» DOCUMENT SECTION:
....................
Concerned with a recent increase in male genital birth defects plus dropping sperm counts and higher rates of testicular cancer, Danish researchers have spent the last five years ranking their nether regions against those of the Finns. Both countries have excellent registry data, an accommodating research population, and a rivalry dating back to Viking-era tribes hitting one another with clubs. Whose cudgel is bigger? That is the question. Why should you care if you're neither Danish nor Finnish? Because the answer involves environmental toxins that have made their way around the globe.
....................
» EXERCISE DATA:
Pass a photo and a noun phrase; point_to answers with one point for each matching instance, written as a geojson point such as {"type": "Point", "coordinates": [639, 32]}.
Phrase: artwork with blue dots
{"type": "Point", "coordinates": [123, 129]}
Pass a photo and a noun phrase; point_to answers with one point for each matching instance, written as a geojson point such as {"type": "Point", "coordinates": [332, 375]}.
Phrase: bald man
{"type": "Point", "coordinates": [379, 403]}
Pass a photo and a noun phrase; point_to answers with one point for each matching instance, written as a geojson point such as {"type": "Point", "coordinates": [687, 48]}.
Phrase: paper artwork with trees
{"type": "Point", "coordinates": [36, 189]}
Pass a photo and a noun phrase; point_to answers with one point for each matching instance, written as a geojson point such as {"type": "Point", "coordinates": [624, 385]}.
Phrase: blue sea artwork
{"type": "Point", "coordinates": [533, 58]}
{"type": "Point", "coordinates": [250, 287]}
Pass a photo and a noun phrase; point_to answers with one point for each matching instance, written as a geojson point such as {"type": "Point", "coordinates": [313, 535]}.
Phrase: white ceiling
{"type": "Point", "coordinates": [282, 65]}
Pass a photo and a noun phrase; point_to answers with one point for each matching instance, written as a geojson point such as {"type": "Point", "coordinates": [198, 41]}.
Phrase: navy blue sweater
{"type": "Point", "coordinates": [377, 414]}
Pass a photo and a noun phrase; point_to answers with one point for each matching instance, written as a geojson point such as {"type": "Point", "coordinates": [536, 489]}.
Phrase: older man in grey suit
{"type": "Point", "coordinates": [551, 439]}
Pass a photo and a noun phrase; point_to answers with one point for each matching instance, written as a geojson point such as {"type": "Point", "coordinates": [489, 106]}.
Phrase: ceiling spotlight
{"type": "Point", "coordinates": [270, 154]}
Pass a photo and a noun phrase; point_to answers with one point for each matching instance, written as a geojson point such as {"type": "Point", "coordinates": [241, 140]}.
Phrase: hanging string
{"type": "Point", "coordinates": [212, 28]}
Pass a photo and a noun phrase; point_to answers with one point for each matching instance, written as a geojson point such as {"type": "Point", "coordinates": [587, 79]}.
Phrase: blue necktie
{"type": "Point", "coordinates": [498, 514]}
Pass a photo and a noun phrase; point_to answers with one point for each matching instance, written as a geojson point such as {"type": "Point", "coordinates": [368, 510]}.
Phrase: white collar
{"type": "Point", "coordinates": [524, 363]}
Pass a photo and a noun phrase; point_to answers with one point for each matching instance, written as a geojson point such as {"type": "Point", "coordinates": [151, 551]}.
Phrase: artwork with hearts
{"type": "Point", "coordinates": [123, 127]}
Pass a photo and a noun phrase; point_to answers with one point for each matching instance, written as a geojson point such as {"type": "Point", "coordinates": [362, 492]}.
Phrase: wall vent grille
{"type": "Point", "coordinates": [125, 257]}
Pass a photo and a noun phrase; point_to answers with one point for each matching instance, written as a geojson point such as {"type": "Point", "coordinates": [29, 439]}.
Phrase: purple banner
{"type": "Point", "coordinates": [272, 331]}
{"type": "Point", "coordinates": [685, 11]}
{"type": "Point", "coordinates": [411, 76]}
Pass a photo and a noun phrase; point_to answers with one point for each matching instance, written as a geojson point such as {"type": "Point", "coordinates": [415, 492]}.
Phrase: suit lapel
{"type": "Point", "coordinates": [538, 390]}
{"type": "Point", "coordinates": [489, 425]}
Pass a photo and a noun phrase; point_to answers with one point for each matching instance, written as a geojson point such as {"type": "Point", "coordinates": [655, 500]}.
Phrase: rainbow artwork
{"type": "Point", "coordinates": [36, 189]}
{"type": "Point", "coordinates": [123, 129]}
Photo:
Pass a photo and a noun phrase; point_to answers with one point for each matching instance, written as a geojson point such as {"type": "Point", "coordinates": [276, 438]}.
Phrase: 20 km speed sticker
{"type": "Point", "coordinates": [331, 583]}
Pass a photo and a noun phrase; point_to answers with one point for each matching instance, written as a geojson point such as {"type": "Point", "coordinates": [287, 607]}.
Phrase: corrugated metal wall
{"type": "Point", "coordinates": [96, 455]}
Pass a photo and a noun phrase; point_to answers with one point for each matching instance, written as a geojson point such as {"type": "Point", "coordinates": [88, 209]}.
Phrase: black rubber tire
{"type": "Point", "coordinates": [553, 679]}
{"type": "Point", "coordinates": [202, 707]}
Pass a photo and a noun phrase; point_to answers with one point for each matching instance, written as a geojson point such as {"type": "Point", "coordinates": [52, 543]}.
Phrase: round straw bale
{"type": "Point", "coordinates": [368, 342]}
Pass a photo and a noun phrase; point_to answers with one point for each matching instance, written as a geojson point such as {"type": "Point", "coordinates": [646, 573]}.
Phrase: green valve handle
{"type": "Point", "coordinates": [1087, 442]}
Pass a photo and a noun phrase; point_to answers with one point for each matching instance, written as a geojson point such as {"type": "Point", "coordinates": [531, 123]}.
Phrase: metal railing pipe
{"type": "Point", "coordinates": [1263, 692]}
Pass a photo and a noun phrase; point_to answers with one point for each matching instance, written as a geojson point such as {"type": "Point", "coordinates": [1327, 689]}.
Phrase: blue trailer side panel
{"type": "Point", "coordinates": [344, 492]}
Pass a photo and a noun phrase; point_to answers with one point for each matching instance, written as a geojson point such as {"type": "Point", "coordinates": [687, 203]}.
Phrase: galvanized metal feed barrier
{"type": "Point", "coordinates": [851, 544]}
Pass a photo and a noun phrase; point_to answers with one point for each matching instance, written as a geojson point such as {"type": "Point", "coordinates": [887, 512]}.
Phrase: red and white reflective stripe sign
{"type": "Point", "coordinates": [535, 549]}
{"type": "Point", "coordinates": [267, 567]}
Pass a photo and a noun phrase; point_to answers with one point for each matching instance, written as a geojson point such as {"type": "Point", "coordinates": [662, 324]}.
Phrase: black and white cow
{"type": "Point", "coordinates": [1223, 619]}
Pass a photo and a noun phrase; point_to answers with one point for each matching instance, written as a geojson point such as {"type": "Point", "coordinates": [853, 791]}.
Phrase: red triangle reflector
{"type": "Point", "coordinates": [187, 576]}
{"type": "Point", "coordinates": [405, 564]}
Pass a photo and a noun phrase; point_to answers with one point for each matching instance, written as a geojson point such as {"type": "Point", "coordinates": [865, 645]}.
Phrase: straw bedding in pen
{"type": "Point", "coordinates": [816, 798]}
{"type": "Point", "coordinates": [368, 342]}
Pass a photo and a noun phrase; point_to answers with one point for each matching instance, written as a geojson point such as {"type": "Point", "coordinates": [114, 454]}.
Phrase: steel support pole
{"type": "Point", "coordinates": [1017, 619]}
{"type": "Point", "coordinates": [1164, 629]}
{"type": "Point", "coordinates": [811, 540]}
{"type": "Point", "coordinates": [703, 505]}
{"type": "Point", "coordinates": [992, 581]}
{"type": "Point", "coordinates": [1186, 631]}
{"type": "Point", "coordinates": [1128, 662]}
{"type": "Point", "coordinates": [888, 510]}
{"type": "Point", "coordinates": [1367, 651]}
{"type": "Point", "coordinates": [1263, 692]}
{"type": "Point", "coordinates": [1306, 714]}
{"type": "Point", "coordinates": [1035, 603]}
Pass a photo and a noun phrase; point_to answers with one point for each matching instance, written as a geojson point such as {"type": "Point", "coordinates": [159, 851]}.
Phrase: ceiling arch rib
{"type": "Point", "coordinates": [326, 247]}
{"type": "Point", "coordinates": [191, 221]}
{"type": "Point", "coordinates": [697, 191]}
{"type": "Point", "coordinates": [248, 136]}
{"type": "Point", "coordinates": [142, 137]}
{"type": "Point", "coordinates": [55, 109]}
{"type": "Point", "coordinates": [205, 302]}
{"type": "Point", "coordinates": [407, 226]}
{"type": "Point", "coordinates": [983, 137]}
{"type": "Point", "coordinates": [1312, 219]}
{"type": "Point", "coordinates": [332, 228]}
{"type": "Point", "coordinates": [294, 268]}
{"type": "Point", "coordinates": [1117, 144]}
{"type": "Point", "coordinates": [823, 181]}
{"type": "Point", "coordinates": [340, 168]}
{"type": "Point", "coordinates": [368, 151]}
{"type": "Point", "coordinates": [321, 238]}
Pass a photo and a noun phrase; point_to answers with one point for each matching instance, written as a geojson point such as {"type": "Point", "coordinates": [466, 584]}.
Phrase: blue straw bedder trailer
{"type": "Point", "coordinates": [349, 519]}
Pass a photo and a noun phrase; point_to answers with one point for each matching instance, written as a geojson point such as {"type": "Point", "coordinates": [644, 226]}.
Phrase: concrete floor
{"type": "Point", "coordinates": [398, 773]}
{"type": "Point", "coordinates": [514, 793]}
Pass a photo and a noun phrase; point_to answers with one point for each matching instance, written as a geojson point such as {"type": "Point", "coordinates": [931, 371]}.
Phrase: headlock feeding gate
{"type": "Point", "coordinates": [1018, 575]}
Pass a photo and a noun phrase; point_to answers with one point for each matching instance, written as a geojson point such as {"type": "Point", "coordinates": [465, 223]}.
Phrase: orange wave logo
....................
» ACTIVITY LIST:
1/ Answer each question from the passage on Danish and Finnish reproductive health.
(a) For how many years have the Danish researchers been ranking themselves against the Finns?
(b) Besides the rivalry, what two things do both countries have?
(c) According to the passage, what does the answer involve?
2/ Write the next part of the passage on Danish and Finnish reproductive health, picking up after its final sentence.
The data are separate material, apart from the passage on Danish and Finnish reproductive health.

» RESULTS OF THE EXERCISE:
1/
(a) Five years.
(b) Excellent registry data and an accommodating research population.
(c) Environmental toxins that have made their way around the globe.

2/
By all accounts, the Finns are winning hands-down (or up?) in the size wars. In a study of 1,600 babies born between 1997 and 2001, the Danes had smaller testicles than the Finns. Scientists know this because they expertly measured "ellipsoidal volume" and found the Danish package lagging at birth. The differences were even more pronounced after three months, with the Finns averaging three times more testicular growth. When these results were published in the Journal of Clinical Endocrinology & Metabolism in 2006, it was the Scandinavian equivalent of announcing Yale men have smaller nuts than Harvard men. The story "was very much in our media," says lead researcher Katharina Main of the University of Copenhagen. Another study measured baby penile lengths, showing boys with more testosterone had longer lads. "The Finns are doing so much better from every parameter, semen, testes size, and cancer," Main bemoaned.
I'd assume that the colder climate in Finland would result in the opposite result, but apparently Danes are just womanly weaklings.